Web attacks detection using machine learning

  1. 8 weeks ago
    Edited 8 weeks ago by Men in Black

    -image-

    1. Used Datasets

    The used datasets are available in http://www.secrepo.com/self.logs/ . For this experiment, I used October 2016 to January 2016 access logs as training data and February access logs for testing.

    2. Data preparation

    Classification is a machine learning method. Classifiers could be implemented using both supervised and unsupervised learning algorithms. In this article we will be implementing a supervised classifiers which means that they need to be trained with labeled data before using them to make prediction. Thus, training data has to be labeled, and we have to to choose the features we will use for prediction. Data preparation consists of extracting the wanted features from raw http server log files and labeling it using two labels: 1 to say that an unite of data is considered as an attack an 0 for normal behaviors.
    a. Features extraction
    The following features are chosen:

    • HTTP return code
    • URL length
    • Number of parameters in the query

    There features are extracted form the raw log file using the following function which take as input the raw log file name and returns a hash of features.

    #Retrieve data form a a http log file (access_log)
     def extract_data(log_file):
            regex = '([(\d\.)]+) - - \[(.*?)\] "(.*?)" (\d+) (.+) "(.*?)" "(.*?)"'
            data={}
            log_file=open(log_file,'r')
            for log_line in log_file:
                    log_line=re.match(regex,log_line).groups()
                    size=str(log_line[4]).rstrip('\n')
                    return_code=log_line[3]
                    url=log_line[2]
                    param_number=len(url.split('&'))
                    url_length=len(url)
                    if '-' in size:
                            size=0
                    else:
                            size=int(size)
                    if (int(return_code)>0):
                            charcs={}
                            charcs['size']=int(size)
                            charcs['param_number']=int(param_number)
                            charcs['length']=int(url_length)
                            charcs['return_code']=int(return_code)
                            data[url]=charcs
            return data

    b. Data labeling
    Labeling consists of attributing a label for each unit of data, this label will indicate if the concerned log line is considered as an attack or not. Labeling should normally be done manually by experimented security engineer, in this example it is done automatically using a function that looks for specific patterns in each URL and decide if it is about an attack. This automation is done just for experimental purpose, it will be really better if you label your data manually.
    The labeling function is the following:

    def label_data(data,labeled_data):
            for w in data:
                    attack='0'
                    patterns=['honeypot','%3b','xss','sql','union','%3c','%3e','eval']
                    if any(pattern in w.lower() for pattern in patterns):
                            attack='1'
                            data_row=str(data[w]['length'])+','+str(data[w ]  ['param_number'])+','+str(data[w]['return_code'])+','+attack+','+w+'\n'
                            labeled_data.write(data_row)

▶ **Objective**: Condense the paragraph of the text on detecting web attacks that begins "Labeling consists of attributing" into a short bulleted list that keeps its main facts. The material comes from a separate source from the text on detecting web attacks.

▶ **Dataset extract**:
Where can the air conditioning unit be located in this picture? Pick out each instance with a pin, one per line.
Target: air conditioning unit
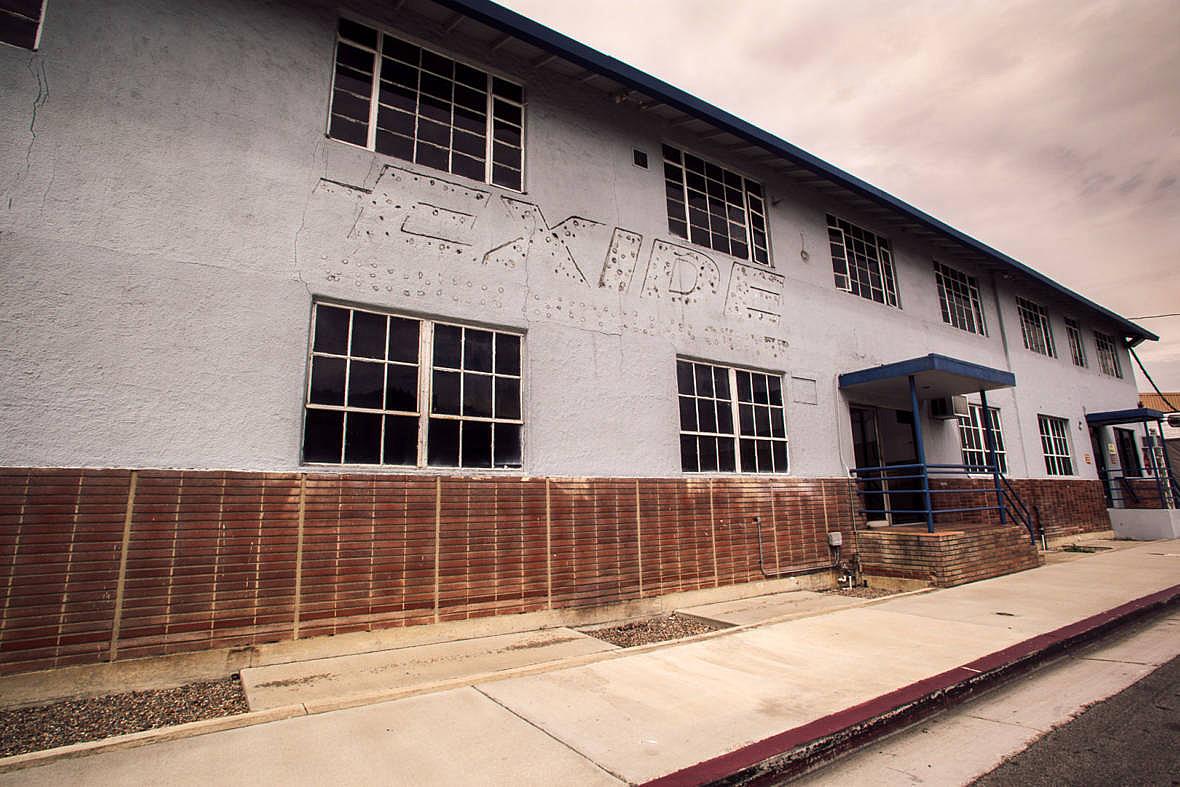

▶ **Right answer**:
- Each unit of data gets a label that shows whether its log line counts as an attack.
- An experienced security engineer should normally do the labeling by hand.
- In this example, a function labels the data automatically by looking for specific patterns in each URL and deciding whether it is an attack.
- The automation is only for experimental purposes, and labeling the data manually would be much better.